>>
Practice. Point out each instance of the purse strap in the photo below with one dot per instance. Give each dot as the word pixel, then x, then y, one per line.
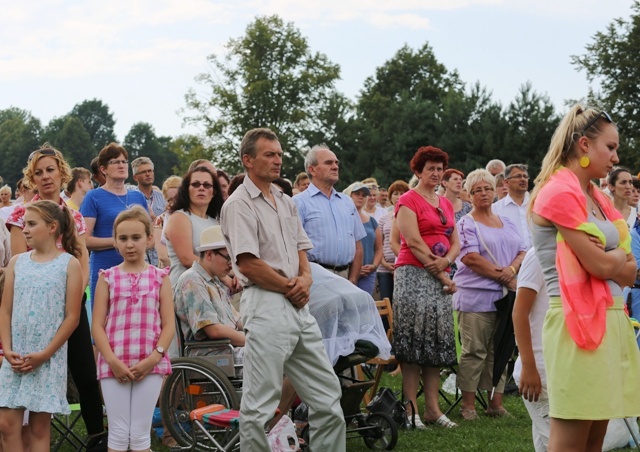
pixel 495 261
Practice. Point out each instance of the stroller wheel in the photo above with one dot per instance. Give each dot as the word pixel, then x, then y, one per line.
pixel 383 432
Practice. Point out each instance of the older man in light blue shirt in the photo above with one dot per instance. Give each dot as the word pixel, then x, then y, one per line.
pixel 329 218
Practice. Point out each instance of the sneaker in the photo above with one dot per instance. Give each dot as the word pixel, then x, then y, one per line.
pixel 417 423
pixel 98 443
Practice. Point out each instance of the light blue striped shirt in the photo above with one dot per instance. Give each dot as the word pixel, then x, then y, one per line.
pixel 333 225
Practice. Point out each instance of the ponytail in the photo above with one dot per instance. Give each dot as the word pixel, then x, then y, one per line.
pixel 68 235
pixel 52 212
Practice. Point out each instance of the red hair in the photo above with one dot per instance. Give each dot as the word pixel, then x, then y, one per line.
pixel 428 154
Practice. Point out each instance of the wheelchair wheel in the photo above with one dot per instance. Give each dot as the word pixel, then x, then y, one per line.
pixel 383 434
pixel 195 383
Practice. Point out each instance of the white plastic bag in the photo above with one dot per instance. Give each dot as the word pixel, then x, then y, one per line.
pixel 282 437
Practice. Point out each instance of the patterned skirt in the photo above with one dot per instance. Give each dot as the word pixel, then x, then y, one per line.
pixel 423 319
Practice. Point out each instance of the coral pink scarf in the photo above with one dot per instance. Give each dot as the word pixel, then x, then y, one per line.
pixel 584 298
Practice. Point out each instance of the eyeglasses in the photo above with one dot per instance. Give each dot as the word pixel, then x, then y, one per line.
pixel 518 176
pixel 118 162
pixel 225 256
pixel 206 185
pixel 482 190
pixel 45 151
pixel 443 218
pixel 602 114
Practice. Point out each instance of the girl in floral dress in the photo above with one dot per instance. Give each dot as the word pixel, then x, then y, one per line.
pixel 40 309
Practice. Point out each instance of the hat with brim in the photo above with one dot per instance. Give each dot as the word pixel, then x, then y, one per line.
pixel 211 239
pixel 357 186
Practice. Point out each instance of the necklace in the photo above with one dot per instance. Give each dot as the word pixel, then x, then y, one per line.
pixel 125 203
pixel 594 204
pixel 419 190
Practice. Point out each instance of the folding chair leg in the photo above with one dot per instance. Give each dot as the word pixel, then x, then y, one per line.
pixel 64 425
pixel 633 435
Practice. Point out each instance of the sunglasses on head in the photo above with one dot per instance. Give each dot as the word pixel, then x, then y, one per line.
pixel 602 114
pixel 198 184
pixel 41 152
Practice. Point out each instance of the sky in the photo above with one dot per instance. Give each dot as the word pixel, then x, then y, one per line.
pixel 140 57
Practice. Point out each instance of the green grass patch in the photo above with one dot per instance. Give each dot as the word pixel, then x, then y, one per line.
pixel 511 434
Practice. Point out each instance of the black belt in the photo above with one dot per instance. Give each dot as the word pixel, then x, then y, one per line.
pixel 336 268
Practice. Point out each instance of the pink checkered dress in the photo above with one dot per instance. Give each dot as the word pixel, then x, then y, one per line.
pixel 133 320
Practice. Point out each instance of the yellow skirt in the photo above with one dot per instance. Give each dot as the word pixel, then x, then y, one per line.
pixel 591 384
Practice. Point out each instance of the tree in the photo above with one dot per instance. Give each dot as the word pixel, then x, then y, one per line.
pixel 141 141
pixel 20 135
pixel 408 103
pixel 67 134
pixel 268 78
pixel 611 63
pixel 188 148
pixel 532 120
pixel 97 120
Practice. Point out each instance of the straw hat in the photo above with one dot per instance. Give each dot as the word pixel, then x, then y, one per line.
pixel 211 239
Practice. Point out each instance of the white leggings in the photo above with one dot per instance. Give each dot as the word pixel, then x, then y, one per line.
pixel 130 411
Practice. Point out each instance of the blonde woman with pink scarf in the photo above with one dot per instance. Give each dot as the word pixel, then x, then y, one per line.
pixel 583 246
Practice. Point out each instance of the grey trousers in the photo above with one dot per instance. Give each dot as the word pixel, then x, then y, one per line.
pixel 283 340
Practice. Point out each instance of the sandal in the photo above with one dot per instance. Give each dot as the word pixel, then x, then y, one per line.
pixel 443 421
pixel 417 423
pixel 499 412
pixel 468 415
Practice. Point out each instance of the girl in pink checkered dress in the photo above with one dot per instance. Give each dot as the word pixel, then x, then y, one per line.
pixel 133 325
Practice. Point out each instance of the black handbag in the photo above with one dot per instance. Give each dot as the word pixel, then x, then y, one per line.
pixel 386 401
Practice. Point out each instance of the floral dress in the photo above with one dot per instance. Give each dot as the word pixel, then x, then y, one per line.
pixel 39 299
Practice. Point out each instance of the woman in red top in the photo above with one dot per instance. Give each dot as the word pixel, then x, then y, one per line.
pixel 422 292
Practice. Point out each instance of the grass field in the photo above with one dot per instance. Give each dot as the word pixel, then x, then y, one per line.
pixel 511 434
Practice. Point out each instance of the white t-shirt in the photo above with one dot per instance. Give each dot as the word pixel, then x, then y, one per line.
pixel 531 277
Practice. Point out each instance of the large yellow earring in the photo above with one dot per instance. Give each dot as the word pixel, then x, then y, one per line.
pixel 585 161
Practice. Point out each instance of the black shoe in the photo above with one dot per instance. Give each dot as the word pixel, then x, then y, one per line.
pixel 98 443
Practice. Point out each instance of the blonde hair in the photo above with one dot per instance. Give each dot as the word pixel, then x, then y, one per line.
pixel 63 166
pixel 170 182
pixel 134 213
pixel 563 146
pixel 477 176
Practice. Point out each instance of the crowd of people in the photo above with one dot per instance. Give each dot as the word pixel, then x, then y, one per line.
pixel 442 246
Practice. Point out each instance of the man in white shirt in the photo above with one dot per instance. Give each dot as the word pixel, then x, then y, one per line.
pixel 514 205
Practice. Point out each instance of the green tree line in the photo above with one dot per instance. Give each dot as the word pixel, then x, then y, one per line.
pixel 270 77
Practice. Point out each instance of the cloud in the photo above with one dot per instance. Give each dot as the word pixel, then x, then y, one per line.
pixel 378 13
pixel 76 39
pixel 412 21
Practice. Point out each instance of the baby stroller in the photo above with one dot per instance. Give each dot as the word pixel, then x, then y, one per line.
pixel 378 430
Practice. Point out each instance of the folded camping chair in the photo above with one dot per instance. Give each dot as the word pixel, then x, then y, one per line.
pixel 66 437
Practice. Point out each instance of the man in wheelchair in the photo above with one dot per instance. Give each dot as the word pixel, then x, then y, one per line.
pixel 201 300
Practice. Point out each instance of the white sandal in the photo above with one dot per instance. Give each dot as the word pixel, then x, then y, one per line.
pixel 417 423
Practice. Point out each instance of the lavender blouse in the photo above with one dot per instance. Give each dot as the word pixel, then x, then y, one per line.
pixel 477 293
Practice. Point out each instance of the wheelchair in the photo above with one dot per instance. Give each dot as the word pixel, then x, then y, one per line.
pixel 205 374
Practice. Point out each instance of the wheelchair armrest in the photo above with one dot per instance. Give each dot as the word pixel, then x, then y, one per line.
pixel 208 343
pixel 191 348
<<
Would you write out all of the data exactly as it stands, without the pictures?

Practice. Point out each instance of the purse strap in the photo below with one dot per instance. Give each dot as the word pixel, then x, then y, one per line.
pixel 495 261
Practice. Point out each instance of the stroller wheel in the photo above with one dot per instance. Give each dot as the word pixel, then x, then y, one per line.
pixel 383 432
Practice. Point out each instance of the older man in light blue shirt in the photo above with one dot per instance. Give each dot as the word pixel, then x, then y, one per line.
pixel 329 218
Practice. Point out each instance of the sneaker in the photo above with one dot per instance. Give each dot as the word pixel, then x, then y, one per line.
pixel 417 423
pixel 98 443
Practice. Point out each instance of the light blue striped shirt in the photo above with one dot per instance. Give each dot as the word pixel, then x, then y, one per line.
pixel 333 225
Practice. Point out each instance of the ponytail in the photo above with one dot per instance. Give each dot as the word pixel, then x, then y, one per line.
pixel 68 235
pixel 52 212
Practice. Point out each instance of the red hair in the photo above with one dot per instance. Give each dot as the word pixel, then x, then y, one per line.
pixel 428 154
Practice. Point out each instance of the wheelchair wheel in the photo above with one dot per instance. Give each dot as the word pixel, then x, then y, one per line.
pixel 383 434
pixel 195 383
Practice. Point out each instance of the white plastic bag in the photo above with one dot per instance. Give each dot as the word pixel, then x, then y, one per line.
pixel 282 437
Practice. Point out each instance of the patterned skirt in the photo above with one dot per instance. Give each dot as the word pixel, then x, then y, one per line.
pixel 423 319
Practice. Point out each instance of the coral pink scarf in the photo above with one dot per instance. Give each dot as the word pixel, then x, then y, one per line.
pixel 584 298
Practice. Point out each instance of the eyeglasses in the photo above with one dot per instance. Give each dot as the word pixel, then x, then y, one per line.
pixel 518 176
pixel 118 162
pixel 225 256
pixel 206 185
pixel 482 190
pixel 45 151
pixel 443 218
pixel 602 114
Practice. Point out each instance of the girl in floral dress in the photo above with one dot per instance. Give each dot as the word pixel, then x, then y, one per line.
pixel 40 309
Practice. Point out each instance of the hat with brim in the photo above with one dot per instance. Give each dot as the word pixel, then x, then y, one per line.
pixel 211 239
pixel 357 186
Practice. Point out each instance of the necklace in the photo above with one dot per instance. Give each dot as the word pixel, then x, then y, one per line.
pixel 125 203
pixel 594 204
pixel 419 190
Practice. Point out each instance of the folding chair leg in the photo above with one dot per instance. Give each dot as the word pixel, then x, then y, one per line.
pixel 64 425
pixel 633 435
Practice. Point out each instance of the sunglasses on head in the photo above with one dot per instance. Give each dot as the word pixel, then x, then y, one per line.
pixel 602 114
pixel 198 184
pixel 41 152
Practice. Point out each instance of the sky in the photo above with one dot per instance. Give each dot as the word pixel, then x, then y, one per line.
pixel 140 57
Practice. Point out each instance of the green grass patch in the photo above with one dot per instance. Give each dot as the word pixel, then x, then y, one per line.
pixel 511 434
Practice. Point out each instance of the black belt in the photo above with one dot per instance. Give each dot as the word pixel, then x, then y, one per line.
pixel 336 268
Practice. Point out each instance of the pink checkered dress in the photo above with one dot per instance. Give each dot as the word pixel, then x, then y, one per line.
pixel 133 320
Practice. Point out each instance of the yellow skirt in the photo above with one dot per instance. Give each dot as the word pixel, then x, then y, one per line.
pixel 591 384
Practice. Point out each instance of the tree in the photo above with one dot per instance. Give each dot as the word pixel, then x, then y, one per line.
pixel 141 141
pixel 20 135
pixel 408 103
pixel 67 134
pixel 268 78
pixel 611 63
pixel 188 148
pixel 532 120
pixel 97 120
Practice. Point out each instance of the straw hat in the photo above with one dot per instance. Give each dot as the word pixel, then x, then y, one per line.
pixel 211 239
Practice. Point out each instance of the white leggings in the photo above with one dot per instance. Give each dot as the word pixel, then x, then y, one per line.
pixel 130 411
Practice. Point out each instance of the blonde woman with pink scarf in the photo above with one dot per instance. Give each dot as the word pixel, then x, then y, one per line.
pixel 583 246
Practice. Point out each instance of the grey trousers in the photo above with one dot per instance. Give each dot as the word pixel, then x, then y, one per line.
pixel 283 340
Practice. Point out each instance of the sandal in the photo above with one dot per instance. Give each dot as the word pixel, then x, then y, one per line.
pixel 443 421
pixel 417 423
pixel 499 412
pixel 468 415
Practice. Point out each instance of the girl in pink checkered dress in the photo above with one dot per instance. Give each dot as the word pixel, then x, then y, one per line.
pixel 133 325
Practice. Point out each instance of the black handbag in the photo above with one dot per instance. Give each dot as the word pixel, then x, then y, one per line.
pixel 386 401
Practice. Point out each instance of the floral dress in the photo above with one dot per instance. Give each dot as the word pixel, then x, then y, one per line.
pixel 39 299
Practice. Point out each instance of the woman in red top in the photo above with one dot per instance. Give each dot as the word pixel, then x, then y, one per line.
pixel 422 292
Practice. Point out each instance of the grass field in the photo above with one dot per instance. Give each dot as the word pixel, then x, then y, one per line.
pixel 511 434
Practice. Point out each instance of the white t-shirt in the photo above with one dot per instance. Give each dot as the word pixel, then x, then y, one per line.
pixel 531 277
Practice. Point out each instance of the large yellow earring in the photo above with one dot per instance. Give each dot as the word pixel, then x, then y, one per line.
pixel 585 161
Practice. Point out each instance of the black shoe in the photo above with one dot per instance. Give each dot as the word pixel, then x, then y, one per line.
pixel 98 443
Practice. Point out each instance of the blonde hair in the photo above with one dot per instance. Give each dot as the word pixel, then x, then y, one per line.
pixel 63 166
pixel 170 182
pixel 134 213
pixel 563 146
pixel 477 176
Practice. Point out each instance of the crowd of people in the photo above with one dot per instance. Give each dot as the word pixel, then x, then y, one per line.
pixel 442 246
Practice. Point out each instance of the man in white shirt in the photo above with one dot per instance. Give each dot as the word pixel, then x, then y, one per line.
pixel 514 205
Practice. Point out each instance of the green tree line in the photo above with one dot per instance. Give each dot as the word pixel, then x, then y, one per line.
pixel 270 77
Practice. Point out each instance of the cloud in the photo above with one dot per instance. Give each dot as the word pixel, then x, then y, one per line.
pixel 378 13
pixel 76 39
pixel 412 21
Practice. Point out each instance of the baby stroller in the photo above with one dot per instance. Give each dot as the word pixel, then x, then y, one per line.
pixel 378 430
Practice. Point out each instance of the folded camping chair in the photo above with one dot per instance. Give each dot as the word pixel, then x, then y, one per line.
pixel 66 437
Practice. Point out each instance of the man in wheelchair in the photo above with one dot per instance. Give each dot as the word pixel, then x, then y, one per line.
pixel 201 300
Practice. Point out each instance of the white sandal in the photo above with one dot per instance. Give each dot as the word pixel, then x, then y, one per line.
pixel 417 423
Practice. Point out each instance of the lavender blouse in the photo above with one dot per instance. Give each dot as the word pixel, then x, then y, one per line.
pixel 477 293
Practice. Point out each instance of the wheelchair in the photo above with one dot per instance. Give each dot as the word pixel, then x, then y, one per line.
pixel 205 374
Practice. Point out each instance of the wheelchair armrest in the photo above with one dot per instance. Give each dot as the word pixel, then x, then y, one per line.
pixel 208 343
pixel 191 348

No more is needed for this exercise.